Update the records below by changing every "marker" to "dot" and keeping all other text as it is.

#### Material provided ####

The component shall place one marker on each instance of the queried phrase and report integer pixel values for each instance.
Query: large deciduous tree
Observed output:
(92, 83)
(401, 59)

####

* **Solution for this task**:
The component shall place one dot on each instance of the queried phrase and report integer pixel values for each instance.
Query: large deciduous tree
Observed output:
(92, 83)
(401, 59)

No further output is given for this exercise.